**Data under study**
+-------+
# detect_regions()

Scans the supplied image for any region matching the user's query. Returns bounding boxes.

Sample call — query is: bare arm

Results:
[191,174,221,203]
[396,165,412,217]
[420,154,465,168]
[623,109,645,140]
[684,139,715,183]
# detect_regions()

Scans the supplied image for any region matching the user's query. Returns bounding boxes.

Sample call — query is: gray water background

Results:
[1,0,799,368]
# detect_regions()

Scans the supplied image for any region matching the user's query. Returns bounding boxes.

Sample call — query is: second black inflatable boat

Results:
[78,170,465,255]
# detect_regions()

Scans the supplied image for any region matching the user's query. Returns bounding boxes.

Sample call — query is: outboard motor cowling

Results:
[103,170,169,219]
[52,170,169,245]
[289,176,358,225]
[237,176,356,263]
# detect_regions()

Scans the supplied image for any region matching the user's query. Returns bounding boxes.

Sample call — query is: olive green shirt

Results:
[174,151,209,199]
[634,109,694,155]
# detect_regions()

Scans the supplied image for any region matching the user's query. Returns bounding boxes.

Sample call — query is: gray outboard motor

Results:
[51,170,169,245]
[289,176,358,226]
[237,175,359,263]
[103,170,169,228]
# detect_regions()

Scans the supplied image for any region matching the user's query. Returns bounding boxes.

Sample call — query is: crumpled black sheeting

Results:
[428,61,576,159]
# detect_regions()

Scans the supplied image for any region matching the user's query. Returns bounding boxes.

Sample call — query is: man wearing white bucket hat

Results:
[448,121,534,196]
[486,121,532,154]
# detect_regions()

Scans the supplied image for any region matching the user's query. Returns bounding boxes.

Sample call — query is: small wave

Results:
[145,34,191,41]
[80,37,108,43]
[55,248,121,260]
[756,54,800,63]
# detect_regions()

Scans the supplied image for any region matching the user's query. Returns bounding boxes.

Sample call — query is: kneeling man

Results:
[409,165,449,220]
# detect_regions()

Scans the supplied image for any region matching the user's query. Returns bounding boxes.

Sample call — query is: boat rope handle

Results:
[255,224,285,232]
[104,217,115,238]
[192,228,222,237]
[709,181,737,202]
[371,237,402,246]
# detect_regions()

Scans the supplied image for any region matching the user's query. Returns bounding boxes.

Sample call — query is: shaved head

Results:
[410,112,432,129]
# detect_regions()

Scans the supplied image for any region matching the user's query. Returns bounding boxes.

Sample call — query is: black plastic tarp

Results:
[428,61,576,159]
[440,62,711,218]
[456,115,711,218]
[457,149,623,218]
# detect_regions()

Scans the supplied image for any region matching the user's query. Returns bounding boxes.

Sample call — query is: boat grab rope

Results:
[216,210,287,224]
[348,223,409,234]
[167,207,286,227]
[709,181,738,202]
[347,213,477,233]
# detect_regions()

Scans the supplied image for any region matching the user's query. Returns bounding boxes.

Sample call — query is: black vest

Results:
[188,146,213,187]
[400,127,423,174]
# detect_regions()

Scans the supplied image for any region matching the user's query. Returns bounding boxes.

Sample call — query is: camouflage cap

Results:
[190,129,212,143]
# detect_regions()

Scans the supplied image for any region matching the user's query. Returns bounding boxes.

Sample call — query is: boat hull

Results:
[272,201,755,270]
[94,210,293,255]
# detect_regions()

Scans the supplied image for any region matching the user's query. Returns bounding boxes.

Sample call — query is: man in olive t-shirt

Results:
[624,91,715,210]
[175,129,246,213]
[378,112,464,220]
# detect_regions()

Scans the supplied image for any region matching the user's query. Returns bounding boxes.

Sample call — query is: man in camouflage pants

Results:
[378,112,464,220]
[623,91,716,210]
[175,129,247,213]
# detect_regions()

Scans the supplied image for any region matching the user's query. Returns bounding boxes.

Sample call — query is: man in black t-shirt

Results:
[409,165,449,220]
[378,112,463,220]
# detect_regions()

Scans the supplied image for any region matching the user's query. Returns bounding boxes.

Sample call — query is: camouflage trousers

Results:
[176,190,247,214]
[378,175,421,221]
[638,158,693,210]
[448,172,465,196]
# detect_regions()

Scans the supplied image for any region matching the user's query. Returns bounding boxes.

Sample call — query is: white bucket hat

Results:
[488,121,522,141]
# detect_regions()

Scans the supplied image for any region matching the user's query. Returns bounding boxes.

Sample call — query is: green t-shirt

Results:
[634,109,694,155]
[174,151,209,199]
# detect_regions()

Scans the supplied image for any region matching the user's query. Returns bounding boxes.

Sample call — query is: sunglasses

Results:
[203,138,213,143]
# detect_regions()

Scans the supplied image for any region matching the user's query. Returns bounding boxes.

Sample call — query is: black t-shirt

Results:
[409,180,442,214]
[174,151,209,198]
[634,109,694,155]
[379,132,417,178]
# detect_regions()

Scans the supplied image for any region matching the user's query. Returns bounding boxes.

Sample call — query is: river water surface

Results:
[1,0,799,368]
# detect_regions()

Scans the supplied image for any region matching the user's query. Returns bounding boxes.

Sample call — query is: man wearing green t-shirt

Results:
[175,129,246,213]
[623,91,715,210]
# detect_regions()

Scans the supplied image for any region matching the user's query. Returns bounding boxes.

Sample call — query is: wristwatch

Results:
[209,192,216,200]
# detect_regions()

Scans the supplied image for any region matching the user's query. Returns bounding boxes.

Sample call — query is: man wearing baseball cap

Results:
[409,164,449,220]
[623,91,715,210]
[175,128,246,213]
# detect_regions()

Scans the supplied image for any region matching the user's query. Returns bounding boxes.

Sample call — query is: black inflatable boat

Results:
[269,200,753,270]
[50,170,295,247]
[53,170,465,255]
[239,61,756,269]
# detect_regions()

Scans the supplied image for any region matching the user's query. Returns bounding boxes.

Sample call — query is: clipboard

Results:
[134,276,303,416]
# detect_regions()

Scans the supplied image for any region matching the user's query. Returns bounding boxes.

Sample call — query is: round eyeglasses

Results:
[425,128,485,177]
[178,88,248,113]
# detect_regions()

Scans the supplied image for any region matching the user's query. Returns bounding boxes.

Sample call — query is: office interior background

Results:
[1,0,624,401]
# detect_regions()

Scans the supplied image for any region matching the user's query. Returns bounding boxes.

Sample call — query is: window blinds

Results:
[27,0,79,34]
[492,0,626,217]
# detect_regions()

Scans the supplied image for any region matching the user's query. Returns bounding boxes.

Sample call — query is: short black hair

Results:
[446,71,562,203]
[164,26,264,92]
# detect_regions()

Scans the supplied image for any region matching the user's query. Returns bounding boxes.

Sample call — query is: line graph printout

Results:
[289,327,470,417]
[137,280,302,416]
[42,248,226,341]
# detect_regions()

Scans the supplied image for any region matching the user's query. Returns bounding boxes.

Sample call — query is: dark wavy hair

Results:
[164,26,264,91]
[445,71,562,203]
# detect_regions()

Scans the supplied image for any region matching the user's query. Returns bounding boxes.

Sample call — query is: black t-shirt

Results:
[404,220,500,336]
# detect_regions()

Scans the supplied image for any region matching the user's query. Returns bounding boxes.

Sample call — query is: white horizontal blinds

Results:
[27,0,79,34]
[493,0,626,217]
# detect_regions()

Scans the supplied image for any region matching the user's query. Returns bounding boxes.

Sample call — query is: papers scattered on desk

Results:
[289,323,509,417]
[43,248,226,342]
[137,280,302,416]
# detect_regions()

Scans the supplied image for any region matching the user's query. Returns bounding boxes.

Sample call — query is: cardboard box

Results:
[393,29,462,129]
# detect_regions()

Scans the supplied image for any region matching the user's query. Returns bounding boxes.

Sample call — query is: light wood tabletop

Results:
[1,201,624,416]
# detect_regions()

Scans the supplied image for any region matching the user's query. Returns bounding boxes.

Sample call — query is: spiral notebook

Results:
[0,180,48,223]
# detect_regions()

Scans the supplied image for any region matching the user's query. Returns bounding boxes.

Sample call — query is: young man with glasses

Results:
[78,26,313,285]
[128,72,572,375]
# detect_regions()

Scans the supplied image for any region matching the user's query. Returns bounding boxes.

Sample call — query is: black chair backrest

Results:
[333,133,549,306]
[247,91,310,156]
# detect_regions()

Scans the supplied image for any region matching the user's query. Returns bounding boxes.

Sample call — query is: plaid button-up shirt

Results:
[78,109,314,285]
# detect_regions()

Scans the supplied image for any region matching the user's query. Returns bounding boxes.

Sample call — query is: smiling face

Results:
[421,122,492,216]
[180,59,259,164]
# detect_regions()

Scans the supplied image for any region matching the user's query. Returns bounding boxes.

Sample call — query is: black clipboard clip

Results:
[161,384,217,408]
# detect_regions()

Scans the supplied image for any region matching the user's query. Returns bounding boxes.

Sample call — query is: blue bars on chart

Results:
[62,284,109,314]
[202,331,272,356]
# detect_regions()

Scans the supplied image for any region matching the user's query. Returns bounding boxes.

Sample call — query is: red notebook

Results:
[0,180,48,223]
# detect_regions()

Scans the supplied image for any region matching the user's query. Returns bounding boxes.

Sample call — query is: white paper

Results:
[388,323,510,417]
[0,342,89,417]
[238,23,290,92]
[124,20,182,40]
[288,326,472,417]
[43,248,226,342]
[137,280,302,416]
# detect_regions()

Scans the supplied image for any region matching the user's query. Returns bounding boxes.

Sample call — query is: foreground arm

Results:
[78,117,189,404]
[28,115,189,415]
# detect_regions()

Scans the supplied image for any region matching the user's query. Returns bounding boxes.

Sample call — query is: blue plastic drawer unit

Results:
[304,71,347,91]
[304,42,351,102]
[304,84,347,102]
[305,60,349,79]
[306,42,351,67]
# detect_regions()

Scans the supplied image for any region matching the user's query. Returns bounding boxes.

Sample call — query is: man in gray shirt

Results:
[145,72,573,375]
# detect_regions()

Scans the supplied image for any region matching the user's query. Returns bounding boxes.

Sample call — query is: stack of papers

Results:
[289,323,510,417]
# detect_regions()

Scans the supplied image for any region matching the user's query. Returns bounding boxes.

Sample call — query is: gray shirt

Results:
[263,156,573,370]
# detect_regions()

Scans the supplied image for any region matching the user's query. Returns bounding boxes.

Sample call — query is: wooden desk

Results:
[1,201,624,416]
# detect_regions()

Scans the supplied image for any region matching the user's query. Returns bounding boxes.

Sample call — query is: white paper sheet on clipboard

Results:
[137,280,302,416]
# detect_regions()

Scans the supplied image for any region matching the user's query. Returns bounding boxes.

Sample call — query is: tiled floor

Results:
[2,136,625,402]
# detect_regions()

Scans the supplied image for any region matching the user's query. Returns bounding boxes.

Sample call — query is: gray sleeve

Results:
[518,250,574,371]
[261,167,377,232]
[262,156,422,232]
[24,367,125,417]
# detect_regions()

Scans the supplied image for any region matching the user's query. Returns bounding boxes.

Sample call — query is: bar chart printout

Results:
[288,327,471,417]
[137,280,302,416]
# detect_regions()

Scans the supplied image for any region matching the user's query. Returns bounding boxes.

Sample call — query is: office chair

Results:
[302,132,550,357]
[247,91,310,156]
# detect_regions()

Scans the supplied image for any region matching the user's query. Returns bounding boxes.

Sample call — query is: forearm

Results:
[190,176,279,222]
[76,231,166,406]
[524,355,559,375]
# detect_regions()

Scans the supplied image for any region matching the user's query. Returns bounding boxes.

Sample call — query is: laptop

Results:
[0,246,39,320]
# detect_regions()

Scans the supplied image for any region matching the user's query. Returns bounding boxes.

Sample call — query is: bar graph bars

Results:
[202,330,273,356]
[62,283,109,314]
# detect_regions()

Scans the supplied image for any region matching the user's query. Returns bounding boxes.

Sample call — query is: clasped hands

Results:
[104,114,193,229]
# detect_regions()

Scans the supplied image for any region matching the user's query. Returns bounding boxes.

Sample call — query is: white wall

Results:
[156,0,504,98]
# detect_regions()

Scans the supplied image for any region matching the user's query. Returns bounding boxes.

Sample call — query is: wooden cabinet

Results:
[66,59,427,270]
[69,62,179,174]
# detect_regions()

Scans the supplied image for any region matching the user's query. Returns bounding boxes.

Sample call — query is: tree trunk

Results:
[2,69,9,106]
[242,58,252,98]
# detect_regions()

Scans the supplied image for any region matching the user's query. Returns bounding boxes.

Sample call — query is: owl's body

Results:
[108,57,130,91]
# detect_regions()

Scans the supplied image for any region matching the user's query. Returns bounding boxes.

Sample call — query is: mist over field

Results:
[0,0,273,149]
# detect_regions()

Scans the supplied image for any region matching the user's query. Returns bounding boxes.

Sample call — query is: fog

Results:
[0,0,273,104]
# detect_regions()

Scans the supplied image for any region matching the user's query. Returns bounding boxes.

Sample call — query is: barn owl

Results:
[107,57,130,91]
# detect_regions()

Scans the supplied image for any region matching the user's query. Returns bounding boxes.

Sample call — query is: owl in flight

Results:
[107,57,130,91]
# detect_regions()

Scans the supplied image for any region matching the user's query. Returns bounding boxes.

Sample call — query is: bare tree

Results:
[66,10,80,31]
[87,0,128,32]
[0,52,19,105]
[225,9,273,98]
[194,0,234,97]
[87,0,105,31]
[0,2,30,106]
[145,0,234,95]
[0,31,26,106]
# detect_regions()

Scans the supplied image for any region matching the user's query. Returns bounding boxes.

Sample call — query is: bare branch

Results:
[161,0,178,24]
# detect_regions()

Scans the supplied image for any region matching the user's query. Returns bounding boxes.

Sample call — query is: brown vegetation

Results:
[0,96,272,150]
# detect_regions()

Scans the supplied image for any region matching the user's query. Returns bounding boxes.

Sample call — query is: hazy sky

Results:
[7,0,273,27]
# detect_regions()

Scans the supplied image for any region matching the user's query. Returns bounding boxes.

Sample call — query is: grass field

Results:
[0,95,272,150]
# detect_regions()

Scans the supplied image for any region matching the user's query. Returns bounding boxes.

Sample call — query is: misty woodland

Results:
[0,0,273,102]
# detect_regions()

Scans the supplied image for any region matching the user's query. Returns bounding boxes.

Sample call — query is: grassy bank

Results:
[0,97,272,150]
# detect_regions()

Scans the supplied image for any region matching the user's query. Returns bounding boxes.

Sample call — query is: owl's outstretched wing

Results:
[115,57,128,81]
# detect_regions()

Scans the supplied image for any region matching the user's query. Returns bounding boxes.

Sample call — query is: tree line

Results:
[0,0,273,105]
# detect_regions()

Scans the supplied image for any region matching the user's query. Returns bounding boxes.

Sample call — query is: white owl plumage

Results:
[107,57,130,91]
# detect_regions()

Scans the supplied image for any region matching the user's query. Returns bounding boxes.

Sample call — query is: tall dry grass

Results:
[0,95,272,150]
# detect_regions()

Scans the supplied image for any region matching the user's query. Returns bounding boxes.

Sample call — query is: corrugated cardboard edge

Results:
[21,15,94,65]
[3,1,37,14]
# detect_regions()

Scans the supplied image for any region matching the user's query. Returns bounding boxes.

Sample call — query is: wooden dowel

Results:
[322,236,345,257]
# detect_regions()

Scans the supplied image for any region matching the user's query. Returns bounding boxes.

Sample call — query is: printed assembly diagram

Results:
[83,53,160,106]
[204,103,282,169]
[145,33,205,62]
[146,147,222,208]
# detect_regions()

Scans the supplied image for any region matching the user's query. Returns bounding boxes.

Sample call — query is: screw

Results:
+-------+
**What this task involves**
A bare number is the whole answer: how many lines in the listing hold the string "outboard".

**The answer**
2